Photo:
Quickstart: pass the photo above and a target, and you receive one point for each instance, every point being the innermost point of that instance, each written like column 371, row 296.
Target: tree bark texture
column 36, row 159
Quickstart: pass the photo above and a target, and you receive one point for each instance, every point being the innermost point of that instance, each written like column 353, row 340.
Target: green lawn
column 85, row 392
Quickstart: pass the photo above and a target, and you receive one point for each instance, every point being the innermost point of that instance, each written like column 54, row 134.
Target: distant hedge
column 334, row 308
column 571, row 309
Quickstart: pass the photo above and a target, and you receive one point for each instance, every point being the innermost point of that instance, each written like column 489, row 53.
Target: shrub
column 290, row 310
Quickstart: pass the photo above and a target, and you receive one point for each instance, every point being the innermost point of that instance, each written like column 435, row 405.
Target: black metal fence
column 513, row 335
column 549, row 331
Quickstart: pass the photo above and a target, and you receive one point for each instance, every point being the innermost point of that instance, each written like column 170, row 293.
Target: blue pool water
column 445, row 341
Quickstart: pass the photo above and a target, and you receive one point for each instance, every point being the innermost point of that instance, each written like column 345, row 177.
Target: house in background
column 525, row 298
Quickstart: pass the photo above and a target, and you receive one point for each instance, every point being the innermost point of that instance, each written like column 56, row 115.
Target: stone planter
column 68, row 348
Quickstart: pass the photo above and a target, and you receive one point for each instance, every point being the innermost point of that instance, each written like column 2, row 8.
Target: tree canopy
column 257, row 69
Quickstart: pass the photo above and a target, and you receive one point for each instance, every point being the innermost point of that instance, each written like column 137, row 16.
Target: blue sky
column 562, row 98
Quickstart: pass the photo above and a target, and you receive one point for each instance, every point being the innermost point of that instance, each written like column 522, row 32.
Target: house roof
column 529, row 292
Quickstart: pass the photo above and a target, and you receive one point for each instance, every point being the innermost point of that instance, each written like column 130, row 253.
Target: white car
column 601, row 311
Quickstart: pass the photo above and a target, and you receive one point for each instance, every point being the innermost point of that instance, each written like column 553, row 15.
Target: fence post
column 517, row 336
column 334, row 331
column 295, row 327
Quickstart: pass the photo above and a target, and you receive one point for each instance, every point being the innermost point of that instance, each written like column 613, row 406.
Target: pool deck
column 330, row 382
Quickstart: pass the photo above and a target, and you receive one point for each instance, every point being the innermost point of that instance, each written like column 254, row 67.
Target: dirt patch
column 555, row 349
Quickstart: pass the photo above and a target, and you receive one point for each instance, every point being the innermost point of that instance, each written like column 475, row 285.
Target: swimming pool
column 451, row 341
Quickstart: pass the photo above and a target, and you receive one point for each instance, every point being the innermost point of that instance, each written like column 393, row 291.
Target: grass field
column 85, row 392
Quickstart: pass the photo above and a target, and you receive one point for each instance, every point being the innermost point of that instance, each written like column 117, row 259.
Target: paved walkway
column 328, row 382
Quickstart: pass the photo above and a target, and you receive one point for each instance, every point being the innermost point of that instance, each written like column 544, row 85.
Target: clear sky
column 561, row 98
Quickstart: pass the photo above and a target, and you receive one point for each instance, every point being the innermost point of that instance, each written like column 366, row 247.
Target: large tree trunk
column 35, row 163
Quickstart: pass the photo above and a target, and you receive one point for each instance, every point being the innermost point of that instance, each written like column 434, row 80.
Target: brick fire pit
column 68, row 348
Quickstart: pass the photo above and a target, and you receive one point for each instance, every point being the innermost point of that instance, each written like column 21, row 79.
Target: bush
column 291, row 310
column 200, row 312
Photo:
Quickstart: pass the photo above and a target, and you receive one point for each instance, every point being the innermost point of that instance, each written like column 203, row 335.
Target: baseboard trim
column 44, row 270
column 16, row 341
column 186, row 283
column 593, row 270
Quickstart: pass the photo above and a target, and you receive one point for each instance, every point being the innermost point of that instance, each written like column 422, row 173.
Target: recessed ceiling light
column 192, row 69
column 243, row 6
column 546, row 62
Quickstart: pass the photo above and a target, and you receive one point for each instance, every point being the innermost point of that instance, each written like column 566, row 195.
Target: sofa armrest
------------------------------
* Exercise directions *
Copy out the whole listing above, leaving each line exactly as it stands.

* Task response *
Photo:
Quickstart: pass the photo above and a target, and you receive one point for each instance, every point being the innermost point of that instance, each written like column 371, row 296.
Target: tree bark texture
column 36, row 159
Quickstart: pass the photo above and a target, and you receive one point for each instance, every point being the innermost point of that instance, each written like column 353, row 340.
Target: green lawn
column 85, row 392
Quickstart: pass the photo above and a target, and you receive one point for each instance, every point being the innermost point of that instance, each written like column 54, row 134.
Target: distant hedge
column 334, row 308
column 571, row 309
Quickstart: pass the photo above and a target, and you receive one point for each instance, every point being the innermost point of that instance, each written like column 489, row 53.
Target: shrub
column 290, row 310
Quickstart: pass the photo above and a target, and you receive one point for each instance, every point being the innermost point of that instance, each written like column 435, row 405.
Target: black metal fence
column 513, row 335
column 549, row 331
Quickstart: pass the photo above and a target, and you receive one point for each instance, every point being the innermost point of that instance, each written like column 170, row 293.
Target: blue pool water
column 445, row 341
Quickstart: pass the photo above and a target, and you receive one point for each instance, every point being the innermost point of that instance, each written like column 345, row 177.
Target: house in background
column 525, row 298
Quickstart: pass the photo above and a target, and you receive one point for each instance, every point being the innermost point of that instance, each written like column 56, row 115.
Target: stone planter
column 68, row 348
Quickstart: pass the photo above and a target, and you receive one point for each instance, every point being the innermost point of that instance, each written like column 2, row 8.
Target: tree canopy
column 257, row 69
Quickstart: pass the photo above and a target, and you receive one point for each instance, every point being the innermost point of that instance, each written like column 137, row 16.
Target: blue sky
column 562, row 98
Quickstart: pass the photo above and a target, and you receive one point for each instance, every point being the innermost point of that instance, each written like column 522, row 32.
Target: house roof
column 529, row 292
Quickstart: pass the photo above and a target, and you receive one point for each instance, every point being the innermost point of that instance, each written like column 130, row 253.
Target: white car
column 601, row 311
Quickstart: pass the photo above and a target, and you receive one point for each instance, every point being the innermost point of that instance, each written like column 553, row 15.
Target: fence post
column 517, row 336
column 334, row 331
column 295, row 327
Quickstart: pass the photo above and a target, and you receive one point for each instance, every point being the innermost point of that instance, each written like column 613, row 406.
Target: pool deck
column 330, row 382
Quickstart: pass the photo above and a target, and you receive one point for each instance, every point being the innermost point of that instance, each written like column 254, row 67.
Target: dirt patch
column 555, row 349
Quickstart: pass the photo above and a target, and you receive one point for each instance, every point being the innermost point of that instance, each written like column 475, row 285.
Target: swimming pool
column 451, row 341
Quickstart: pass the photo above and a target, and you receive one point for each instance, every point being the innermost point of that instance, each written like column 393, row 291.
Target: grass field
column 85, row 392
Quickstart: pass the photo above and a target, and you receive one point for each instance, every point being the innermost point of that instance, each written like column 117, row 259.
Target: paved walkway
column 328, row 382
Quickstart: pass the photo above and a target, and you receive one point for each instance, every point being the innermost point of that instance, each written like column 544, row 85.
Target: clear sky
column 561, row 98
Quickstart: pass the photo above and a target, and you receive one point for each instance, every point being the innermost point of that instance, each written like column 366, row 247.
Target: large tree trunk
column 35, row 163
Quickstart: pass the photo above and a target, and you receive one point for each instance, every point being the innermost point of that instance, each written like column 434, row 80.
Target: brick fire pit
column 68, row 348
Quickstart: pass the photo above and a target, and you receive one point for each instance, every point being the innermost point of that instance, each written like column 21, row 79.
Target: bush
column 291, row 310
column 200, row 312
Photo:
Quickstart: pass the photo above and a target, and you receive one point for each instance, every point being the innermost point of that instance, each written like column 203, row 335.
Target: baseboard trim
column 44, row 270
column 16, row 341
column 186, row 283
column 593, row 270
Quickstart: pass the photo above and a target, and you receive one point for each instance, every point being the innermost point of that instance, each written like column 422, row 173.
Target: recessed ceiling light
column 192, row 69
column 243, row 6
column 546, row 62
Quickstart: pass the photo above and a target, and you receive one point for each instance, every point being the innermost point of that instance, each written like column 566, row 195.
Target: sofa armrest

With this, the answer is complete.